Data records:

....

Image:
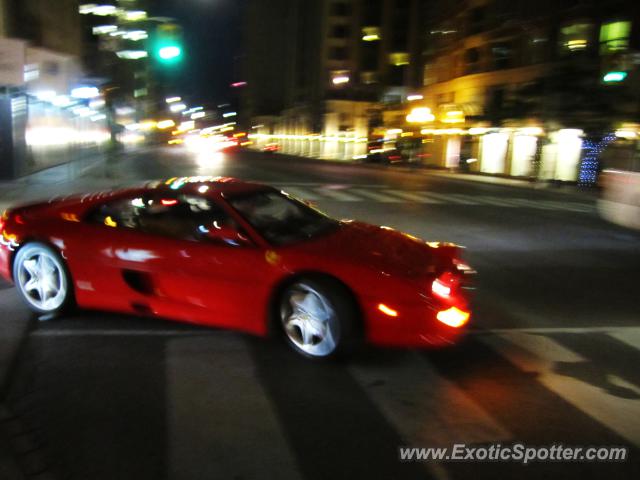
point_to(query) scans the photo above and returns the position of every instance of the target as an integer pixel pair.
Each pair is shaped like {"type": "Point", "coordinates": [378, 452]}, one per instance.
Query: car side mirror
{"type": "Point", "coordinates": [227, 235]}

....

(Work to be completed)
The pictures should not appear in the copy; every other part of the records above must be returned exactly.

(Response to this task)
Image:
point_to(query) scans the photo above and returns the position of every instance of the target as an integer pixel pair.
Each pair is shaped like {"type": "Point", "coordinates": [378, 452]}, one per instance.
Query: car side mirror
{"type": "Point", "coordinates": [227, 235]}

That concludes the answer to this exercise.